### INSTRUCTIONS TO FOLLOW
Every record is to be copied unchanged, except that its pictures are removed.
BEGIN DATA FOR THIS EXERCISE
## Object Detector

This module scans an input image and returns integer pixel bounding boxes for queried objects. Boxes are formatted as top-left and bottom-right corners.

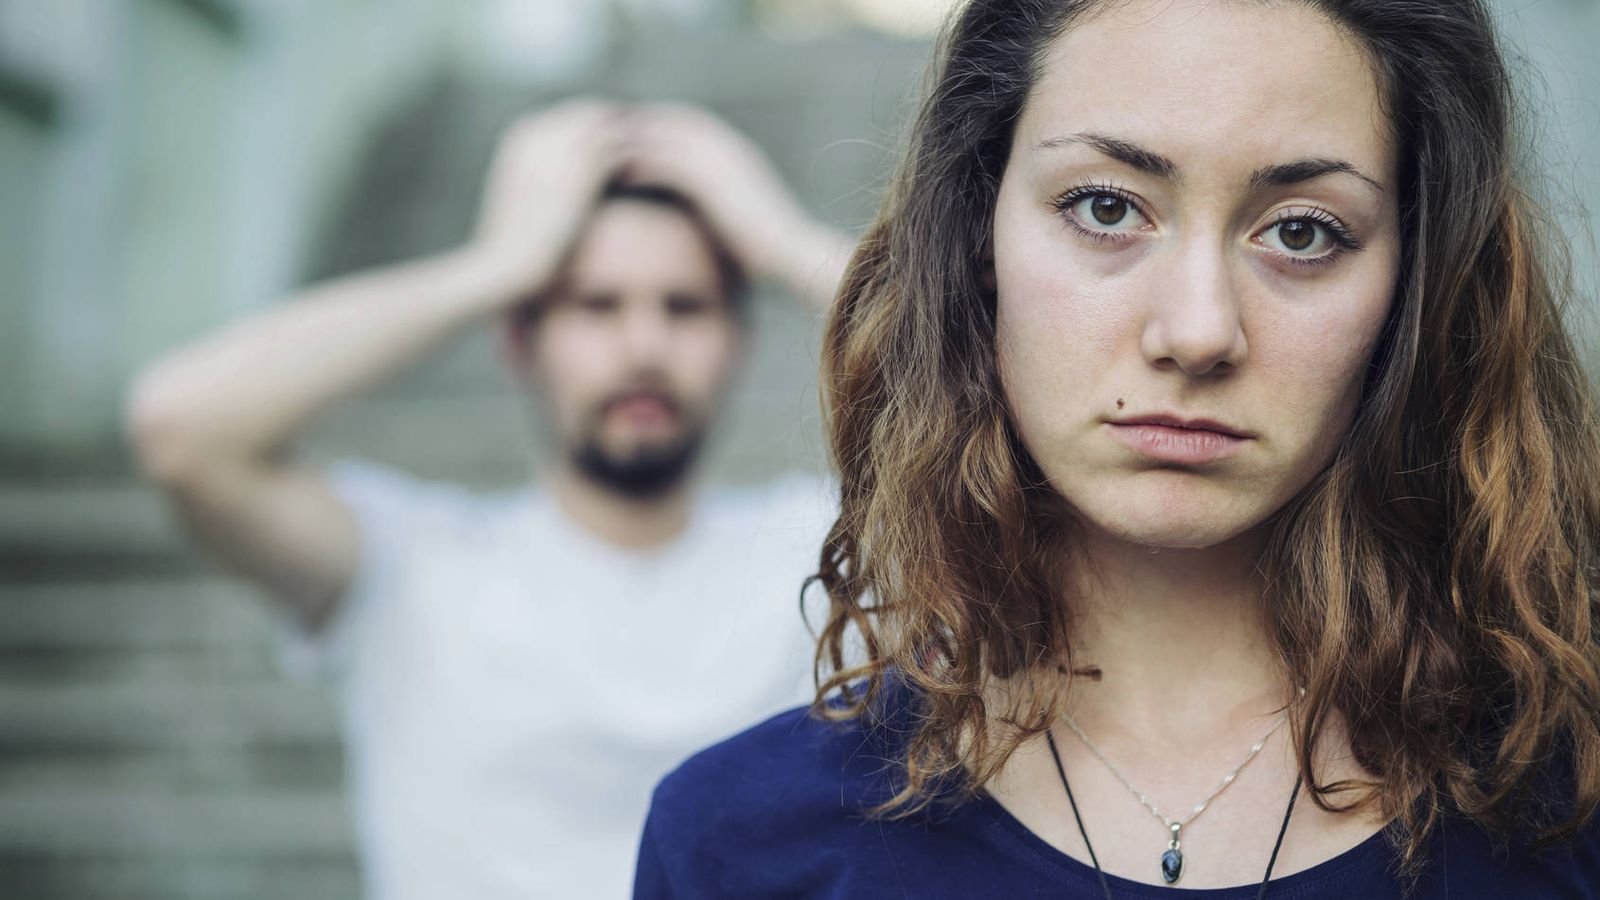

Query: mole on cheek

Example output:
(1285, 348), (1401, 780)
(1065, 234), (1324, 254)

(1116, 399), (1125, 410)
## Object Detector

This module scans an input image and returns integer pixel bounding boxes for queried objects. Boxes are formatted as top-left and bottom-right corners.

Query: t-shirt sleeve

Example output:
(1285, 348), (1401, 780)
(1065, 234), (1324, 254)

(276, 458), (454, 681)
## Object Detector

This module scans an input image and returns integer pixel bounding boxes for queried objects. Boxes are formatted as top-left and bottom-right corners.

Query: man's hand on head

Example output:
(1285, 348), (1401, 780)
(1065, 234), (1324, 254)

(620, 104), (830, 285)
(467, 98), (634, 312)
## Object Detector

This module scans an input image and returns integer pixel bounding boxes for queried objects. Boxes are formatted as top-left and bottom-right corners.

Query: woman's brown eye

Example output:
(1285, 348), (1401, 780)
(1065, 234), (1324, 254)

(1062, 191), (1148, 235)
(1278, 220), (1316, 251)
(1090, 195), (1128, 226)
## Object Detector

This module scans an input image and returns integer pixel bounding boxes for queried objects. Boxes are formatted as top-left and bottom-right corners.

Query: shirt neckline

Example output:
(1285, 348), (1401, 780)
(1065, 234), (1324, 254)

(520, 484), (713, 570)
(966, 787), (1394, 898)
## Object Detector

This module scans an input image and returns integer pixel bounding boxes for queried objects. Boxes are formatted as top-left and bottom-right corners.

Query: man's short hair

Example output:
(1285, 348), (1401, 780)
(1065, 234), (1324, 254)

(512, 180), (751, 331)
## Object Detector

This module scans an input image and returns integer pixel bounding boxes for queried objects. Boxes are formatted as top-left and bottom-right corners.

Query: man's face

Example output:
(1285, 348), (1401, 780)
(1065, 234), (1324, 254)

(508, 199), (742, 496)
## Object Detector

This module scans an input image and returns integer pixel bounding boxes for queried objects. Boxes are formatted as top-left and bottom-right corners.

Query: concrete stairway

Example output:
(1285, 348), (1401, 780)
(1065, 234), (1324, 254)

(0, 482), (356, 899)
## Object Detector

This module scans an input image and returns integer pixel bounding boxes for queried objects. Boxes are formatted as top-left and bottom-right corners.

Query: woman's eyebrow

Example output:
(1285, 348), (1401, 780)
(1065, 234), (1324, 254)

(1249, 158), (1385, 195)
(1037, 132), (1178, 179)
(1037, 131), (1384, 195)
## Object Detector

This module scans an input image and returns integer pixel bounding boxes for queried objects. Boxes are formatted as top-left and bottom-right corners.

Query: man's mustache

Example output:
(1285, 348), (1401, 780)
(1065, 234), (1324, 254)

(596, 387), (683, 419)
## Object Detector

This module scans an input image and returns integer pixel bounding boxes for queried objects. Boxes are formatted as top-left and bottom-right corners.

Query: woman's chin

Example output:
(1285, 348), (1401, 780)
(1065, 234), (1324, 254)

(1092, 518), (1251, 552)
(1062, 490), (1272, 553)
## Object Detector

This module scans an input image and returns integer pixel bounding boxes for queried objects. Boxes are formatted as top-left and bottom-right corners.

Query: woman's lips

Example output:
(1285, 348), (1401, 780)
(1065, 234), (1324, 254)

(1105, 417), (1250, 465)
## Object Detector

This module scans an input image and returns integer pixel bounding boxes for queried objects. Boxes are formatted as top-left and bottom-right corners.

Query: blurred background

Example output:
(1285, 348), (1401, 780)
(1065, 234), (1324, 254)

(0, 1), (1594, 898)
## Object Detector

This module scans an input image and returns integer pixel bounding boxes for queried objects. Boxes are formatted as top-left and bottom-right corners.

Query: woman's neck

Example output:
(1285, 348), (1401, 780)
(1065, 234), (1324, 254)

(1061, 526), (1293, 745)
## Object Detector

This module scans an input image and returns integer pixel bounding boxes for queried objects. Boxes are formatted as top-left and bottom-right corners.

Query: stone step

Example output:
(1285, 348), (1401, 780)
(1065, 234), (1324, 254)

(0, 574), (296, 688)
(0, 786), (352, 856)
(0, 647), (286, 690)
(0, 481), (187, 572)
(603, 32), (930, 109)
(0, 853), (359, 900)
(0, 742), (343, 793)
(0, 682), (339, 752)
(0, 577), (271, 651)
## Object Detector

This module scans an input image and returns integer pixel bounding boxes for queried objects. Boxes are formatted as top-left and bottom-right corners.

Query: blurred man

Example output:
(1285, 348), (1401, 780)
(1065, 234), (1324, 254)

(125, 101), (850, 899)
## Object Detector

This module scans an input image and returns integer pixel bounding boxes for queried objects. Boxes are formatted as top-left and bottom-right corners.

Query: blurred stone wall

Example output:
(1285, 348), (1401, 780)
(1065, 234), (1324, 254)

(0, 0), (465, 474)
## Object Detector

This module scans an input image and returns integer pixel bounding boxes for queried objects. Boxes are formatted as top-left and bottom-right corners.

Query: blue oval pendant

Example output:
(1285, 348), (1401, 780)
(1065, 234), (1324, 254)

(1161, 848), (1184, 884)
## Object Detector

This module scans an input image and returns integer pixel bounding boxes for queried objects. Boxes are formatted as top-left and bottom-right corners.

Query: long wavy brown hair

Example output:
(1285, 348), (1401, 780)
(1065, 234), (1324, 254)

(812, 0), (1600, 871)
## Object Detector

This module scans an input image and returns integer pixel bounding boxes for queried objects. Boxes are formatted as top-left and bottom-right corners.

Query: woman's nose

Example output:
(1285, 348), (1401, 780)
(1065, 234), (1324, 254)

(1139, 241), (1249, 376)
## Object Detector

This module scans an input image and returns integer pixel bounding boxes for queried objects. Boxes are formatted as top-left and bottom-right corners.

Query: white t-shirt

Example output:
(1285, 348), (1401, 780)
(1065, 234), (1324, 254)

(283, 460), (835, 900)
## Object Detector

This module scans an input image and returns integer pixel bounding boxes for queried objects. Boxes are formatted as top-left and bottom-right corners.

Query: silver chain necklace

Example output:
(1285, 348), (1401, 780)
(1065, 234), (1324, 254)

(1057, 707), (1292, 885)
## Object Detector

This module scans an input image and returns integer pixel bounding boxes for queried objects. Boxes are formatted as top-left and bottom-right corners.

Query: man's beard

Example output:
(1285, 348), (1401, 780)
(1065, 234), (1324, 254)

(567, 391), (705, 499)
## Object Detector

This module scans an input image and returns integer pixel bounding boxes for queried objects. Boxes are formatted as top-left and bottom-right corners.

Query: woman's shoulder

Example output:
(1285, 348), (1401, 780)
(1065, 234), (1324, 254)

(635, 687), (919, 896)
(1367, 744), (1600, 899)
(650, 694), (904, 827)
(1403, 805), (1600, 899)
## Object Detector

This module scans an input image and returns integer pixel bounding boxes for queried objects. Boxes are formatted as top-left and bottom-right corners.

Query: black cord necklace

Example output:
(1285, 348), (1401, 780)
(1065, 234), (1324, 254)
END DATA FOR THIS EXERCISE
### THE COMPLETED TASK
## Object Detector

This module scans an input image and returns integer pixel bounding boxes for queried objects. Boxes are formatted as top-left and bottom-right corners.


Query: mole on cheek

Example output:
(1285, 348), (1401, 780)
(1065, 234), (1324, 254)

(1116, 399), (1125, 410)
## Object Detector

This module scans an input image and returns integer pixel bounding boxes for queried objects. Boxes are formatted as top-left and bottom-right corners.

Query: t-shirt sleeve

Example output:
(1285, 348), (1401, 780)
(1065, 234), (1324, 254)

(276, 458), (454, 681)
## Object Detector

This module scans an input image and returns integer pixel bounding boxes for queried objects. Boxes are formatted as top-left and bottom-right corners.

Query: man's hand on head

Example output:
(1285, 348), (1401, 780)
(1065, 234), (1324, 254)

(620, 104), (830, 285)
(467, 98), (634, 312)
## Object Detector

This module scans an input image and returns integer pixel bounding boxes for queried objects. Boxes are formatted as top-left and bottom-right corners.

Query: woman's brown eye

Example output:
(1285, 348), (1401, 780)
(1065, 234), (1324, 254)

(1062, 191), (1148, 235)
(1278, 220), (1316, 251)
(1090, 195), (1128, 226)
## Object Detector

This module scans an input image and returns integer pixel bounding boxes for queried objects. Boxes are formatted as top-left and bottom-right corners.

Query: shirt neckline

Example output:
(1285, 348), (1401, 780)
(1065, 234), (1324, 254)

(520, 484), (713, 570)
(966, 787), (1394, 898)
## Object Detector

This module scans an input image and returns integer pixel bounding boxes for queried objects. Boxes are formatted as top-left and bottom-right corners.

Query: man's short hair

Example output:
(1285, 348), (1401, 780)
(1065, 234), (1324, 254)

(512, 180), (751, 331)
## Object Detector

This module scans an input image and returns integer pixel bounding boxes for queried objects. Boxes are formatted as top-left and bottom-right corners.

Query: man's face

Example output:
(1285, 348), (1401, 780)
(1065, 234), (1324, 254)

(508, 199), (742, 496)
## Object Detector

This module scans an input image and returns integer pixel bounding boxes for queried objects. Boxes are formatted as top-left and bottom-right corners.

Query: concrete stairway

Example output:
(1285, 348), (1401, 780)
(1065, 234), (1324, 254)

(0, 482), (356, 899)
## Object Detector

This module scans an input image and returns integer pixel bounding boxes for queried objects. Boxes are formatted as top-left and bottom-right corners.

Query: woman's eyebrow

Example output:
(1285, 348), (1401, 780)
(1065, 234), (1324, 254)

(1249, 158), (1385, 195)
(1037, 132), (1178, 179)
(1037, 131), (1384, 195)
## Object Detector

This module scans an input image and returns integer pixel bounding boxes for queried objects. Boxes are formatted as top-left and bottom-right corners.

Query: man's mustache

Example output:
(1285, 348), (1401, 780)
(1065, 234), (1324, 254)

(596, 387), (683, 419)
## Object Detector

This module scans an input image and returns integer pixel bounding boxes for queried objects. Boxes are formatted as top-left and bottom-right corners.

Query: woman's chin

Example output:
(1285, 348), (1401, 780)
(1065, 234), (1324, 254)

(1092, 518), (1251, 552)
(1062, 490), (1272, 553)
## Object Detector

This module scans an input image and returns integer pixel bounding boxes for queried objects. Boxes are formatted as top-left and bottom-right corners.

Query: woman's lips

Example output:
(1285, 348), (1401, 780)
(1065, 234), (1324, 254)

(1105, 417), (1250, 465)
## Object Detector

This module scans an input image and returns integer pixel bounding boxes for queried objects. Boxes are formatted as top-left and bottom-right corners.

Query: blurred background

Example output:
(1285, 348), (1401, 780)
(1065, 234), (1324, 254)

(0, 1), (1594, 898)
## Object Detector

This module scans an input image and returns integer pixel bounding boxes for queried objects. Boxes are formatted as top-left and bottom-right corners.

Query: woman's neck

Example output:
(1285, 348), (1401, 780)
(1065, 234), (1324, 254)

(1061, 526), (1293, 745)
## Object Detector

This module scans an input image and returns integer pixel bounding boxes for queried objects. Boxes are formatted as top-left and bottom-right corners.

Query: stone step

Example output:
(1285, 348), (1401, 780)
(1065, 234), (1324, 254)

(0, 574), (296, 688)
(0, 786), (352, 856)
(0, 647), (286, 690)
(0, 481), (187, 572)
(603, 32), (930, 109)
(0, 853), (359, 900)
(0, 742), (343, 793)
(0, 682), (339, 752)
(0, 577), (271, 651)
## Object Detector

This module scans an input image and returns integer pixel bounding boxes for queried objects. Boxes are formatted as top-left and bottom-right corners.

Query: blurred man

Example output:
(1285, 348), (1401, 780)
(1065, 234), (1324, 254)

(125, 101), (850, 899)
## Object Detector

This module scans an input image and returns integer pixel bounding boxes for queried objects. Boxes are formatted as top-left and bottom-right corners.

Query: blurred stone wall

Example output:
(1285, 348), (1401, 780)
(1065, 234), (1324, 254)

(0, 0), (465, 474)
## Object Detector

This module scans an input image and returns integer pixel bounding boxes for queried objects. Boxes are formatted as top-left and bottom-right corners.

Query: blue oval pendant

Example output:
(1285, 348), (1401, 780)
(1065, 234), (1324, 254)

(1161, 848), (1184, 884)
## Object Detector

This module scans an input image and returns integer pixel bounding boxes for queried objects. Boxes are formatted as top-left and bottom-right corners.

Query: long wavy brown hair

Example output:
(1285, 348), (1401, 780)
(1065, 234), (1324, 254)

(812, 0), (1600, 871)
## Object Detector

This module scans an input image and returns integer pixel bounding boxes for queried objects. Boxes are formatted as top-left and bottom-right corners.

Query: woman's nose

Example output:
(1285, 348), (1401, 780)
(1065, 234), (1324, 254)

(1139, 241), (1249, 376)
## Object Detector

This module scans an input image and returns integer pixel bounding boxes for queried objects. Boxes are formatted as top-left and bottom-right corners.

Query: white t-shirt

Example output:
(1285, 348), (1401, 780)
(1065, 234), (1324, 254)

(283, 460), (835, 900)
## Object Detector

This module scans an input image and returns integer pixel bounding boxes for queried objects. Boxes are formatted as top-left and bottom-right corners.

Query: silver chain necklace

Example output:
(1285, 348), (1401, 780)
(1065, 234), (1324, 254)

(1057, 707), (1292, 885)
## Object Detector

This module scans an input image and returns integer pixel bounding boxes for queried objects. Boxes are formatted as top-left and bottom-right corners.

Query: man's beard

Example output:
(1285, 348), (1401, 780)
(1065, 234), (1324, 254)

(567, 391), (705, 499)
## Object Detector

This module scans an input image and returns integer pixel bounding boxes for queried objects. Boxes are formatted as top-left and bottom-right corners.

Query: woman's shoulder

Example output:
(1285, 348), (1401, 780)
(1065, 234), (1324, 254)

(635, 687), (919, 896)
(1367, 744), (1600, 899)
(650, 694), (904, 827)
(1403, 805), (1600, 899)
## Object Detector

This module scans an input image and returns integer pixel bounding boxes for queried objects. Boxes are formatted as top-left and bottom-right corners.

Query: black cord necklace

Example output:
(1285, 348), (1401, 780)
(1065, 234), (1324, 254)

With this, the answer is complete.